Задание: Перепишите, пожалуйста, дословно отрывок из текста для чтения от «Говорил В.В. Подвицкий» до «ценности крэговских исканий.».

Текст для чтения:
● ● ● ● ● ● ●

Доклад вызвал выступление нескольких ораторов.

Говорил В.В. Подвицкий о кризисе индивидуализма, следствием которого явились крэговские построения.

Говорил В.А. Карелин о театре будущего, на фронтоне которого будет написано не «театр единой воли», а «театр единого творческого порыва»,

А Д. Грудзинский говорил об искренности и ценности крэговских исканий.

Выступали и другие. Но, конечно, многообещающая тема собеседования не была исчерпана даже в минимальной степени. Как мы слышали, реферат А.Р. Беляева будет повторен в о-ве содействия физическому и умственному развитию.

«Смоленский вестник». – Смоленск. – 1912. – № 257. – (14.11). – С.2

А. Беляев (под псевдонимом В-la-f) «Концерт Плевицкой»

Вам приходилось видеть в музеях рисунки доисторического человека?

Острым временем нацарапано на кости несколько штрихов. Примитивность доведена до последних пределов. Нечто детское, наивное по технике. И вместе с тем какой размах, какая экспрессия, какое глубокое проникновение!

Таким «доисторическим талантливым, художником» кажется мне г-жа Плевицкая. Формы ее искусства примитивны, но в эти примитивные формы она вкладывает глубокое содержание.

● ● ● ● ● ● ●

Исходные данные:
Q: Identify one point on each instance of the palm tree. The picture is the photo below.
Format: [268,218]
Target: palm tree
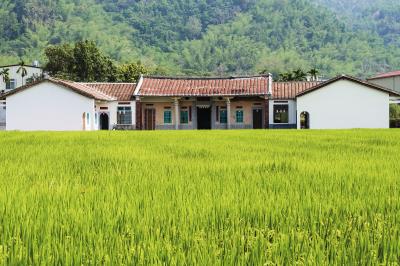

● ● ● ● ● ● ●

Решение:
Говорил В.В. Подвицкий о кризисе индивидуализма, следствием которого явились крэговские построения.

Говорил В.А. Карелин о театре будущего, на фронтоне которого будет написано не «театр единой воли», а «театр единого творческого порыва»,

А Д. Грудзинский говорил об искренности и ценности крэговских исканий.